■ Direction 1: According to the album page, how long is English Boy Wonders in total?

■ Passage provided:
———
Studio album by Big Big Train
- Released: 1997
- Recorded: Parklands Studios
- Genre: Progressive rock
- Length: 71:39
- Label: Giant Electric Pea
- Producer: Andy Poole, Gregory Spawton

Big Big Train chronology
| Goodbye to the Age of Steam (1994) | English Boy Wonders (1997) | Bard (2002) |

= English Boy Wonders =

English Boy Wonders is the second studio album by the English progressive rock band, Big Big Train. It was released in 1997 by Giant Electric Pea.

Professional ratings
Review scores
| Source | Rating |
| Classic Rock | (re-release) |

==Track listing==

| No. | Title | Writer(s) | Length |
|---|---|---|---|
| 1. | "Big Empty Skies" | Spawton | 4:21 |
| 2. | "Brushed Aside" | Spawton | 5:37 |
| 3. | "A Giddy Thing" | Spawton | 5:16 |
| 4. | "28 Years" | Read, Spawton | 2:24 |
| 5. | "Pretty Mom" | Spawton, Poole | 3:26 |
| 6. | "Out of It" | Spawton | 5:57 |
| 7. | "Cloudless and Starry and Still" | Spawton, Poole | 3:33 |
| 8. | "Albion Perfide" | Spawton, Poole, Muller | 10:23 |
| 9. | "Right to the End of the World Tra-La" | Spawton | 1:56 |
| 10. | "The Shipping Forecast" | Spawton | 10:46 |
| 11. | "Mr Boxgroveman" | Spawton, Poole | 6:12 |
| 12. | "Reaching for John Dowland" | Spawton, Poole, Hughes | 8:13 |
| 13. | "Fell Asleep" | Spawton | 3:35 |

===Re-release===
In February 2008, it was announced on Big Big Train's BlogSpot that English Boy Wonders was going to be re-recorded and partially re-mixed.
———
■ Records for processing:
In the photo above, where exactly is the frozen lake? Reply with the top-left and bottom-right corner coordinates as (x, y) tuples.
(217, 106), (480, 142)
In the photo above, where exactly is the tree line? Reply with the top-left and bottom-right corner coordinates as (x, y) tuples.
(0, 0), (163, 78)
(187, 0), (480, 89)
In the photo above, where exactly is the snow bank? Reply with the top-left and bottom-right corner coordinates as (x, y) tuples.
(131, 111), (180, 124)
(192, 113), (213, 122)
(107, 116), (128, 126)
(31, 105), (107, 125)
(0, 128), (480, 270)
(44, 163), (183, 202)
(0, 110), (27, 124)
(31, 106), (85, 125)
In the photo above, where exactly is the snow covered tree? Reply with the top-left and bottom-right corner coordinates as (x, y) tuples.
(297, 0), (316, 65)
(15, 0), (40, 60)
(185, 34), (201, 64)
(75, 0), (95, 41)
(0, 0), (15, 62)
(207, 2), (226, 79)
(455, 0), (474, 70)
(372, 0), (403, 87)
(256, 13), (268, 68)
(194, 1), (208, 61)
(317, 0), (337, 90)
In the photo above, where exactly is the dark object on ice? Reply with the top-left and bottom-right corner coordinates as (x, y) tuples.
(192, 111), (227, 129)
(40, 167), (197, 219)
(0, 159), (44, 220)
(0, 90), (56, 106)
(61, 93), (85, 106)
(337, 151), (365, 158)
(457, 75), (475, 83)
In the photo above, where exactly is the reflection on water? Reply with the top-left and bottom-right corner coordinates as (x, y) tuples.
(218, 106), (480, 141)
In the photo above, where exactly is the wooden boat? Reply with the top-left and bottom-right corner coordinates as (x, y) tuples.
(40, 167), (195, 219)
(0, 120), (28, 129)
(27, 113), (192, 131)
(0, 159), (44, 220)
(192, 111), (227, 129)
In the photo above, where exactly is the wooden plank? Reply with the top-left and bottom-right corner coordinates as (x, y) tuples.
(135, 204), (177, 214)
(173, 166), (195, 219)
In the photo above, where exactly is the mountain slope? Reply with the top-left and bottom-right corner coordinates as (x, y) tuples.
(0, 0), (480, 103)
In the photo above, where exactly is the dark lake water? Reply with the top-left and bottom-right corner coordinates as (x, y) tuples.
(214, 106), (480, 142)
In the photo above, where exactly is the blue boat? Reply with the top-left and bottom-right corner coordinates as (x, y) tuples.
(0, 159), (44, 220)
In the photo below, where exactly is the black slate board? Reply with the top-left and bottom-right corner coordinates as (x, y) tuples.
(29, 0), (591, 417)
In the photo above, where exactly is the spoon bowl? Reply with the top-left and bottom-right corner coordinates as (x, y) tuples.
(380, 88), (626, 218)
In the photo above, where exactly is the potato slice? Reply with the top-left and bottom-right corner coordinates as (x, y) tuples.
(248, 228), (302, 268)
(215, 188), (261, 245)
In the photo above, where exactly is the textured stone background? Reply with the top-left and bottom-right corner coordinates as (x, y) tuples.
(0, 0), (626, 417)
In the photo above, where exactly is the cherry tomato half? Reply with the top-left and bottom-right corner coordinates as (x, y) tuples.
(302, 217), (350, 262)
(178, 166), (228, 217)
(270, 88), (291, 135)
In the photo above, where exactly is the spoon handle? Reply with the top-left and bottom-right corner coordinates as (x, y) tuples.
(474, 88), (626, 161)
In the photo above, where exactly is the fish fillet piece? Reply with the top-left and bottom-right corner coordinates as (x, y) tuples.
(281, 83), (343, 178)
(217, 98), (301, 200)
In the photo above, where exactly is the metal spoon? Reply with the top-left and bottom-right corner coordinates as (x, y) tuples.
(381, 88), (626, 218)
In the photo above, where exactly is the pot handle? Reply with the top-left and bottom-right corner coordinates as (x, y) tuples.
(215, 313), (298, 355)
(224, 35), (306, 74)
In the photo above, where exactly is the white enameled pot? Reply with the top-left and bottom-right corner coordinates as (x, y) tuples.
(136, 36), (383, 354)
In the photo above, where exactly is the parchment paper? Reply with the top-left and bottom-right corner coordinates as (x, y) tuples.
———
■ Direction 2: Locate every line in the entries that contains the string "boat" and copy each one out.

■ Written solution 1: 71:39

■ Written solution 2:
In the photo above, where exactly is the wooden boat? Reply with the top-left and bottom-right corner coordinates as (x, y) tuples.
In the photo above, where exactly is the blue boat? Reply with the top-left and bottom-right corner coordinates as (x, y) tuples.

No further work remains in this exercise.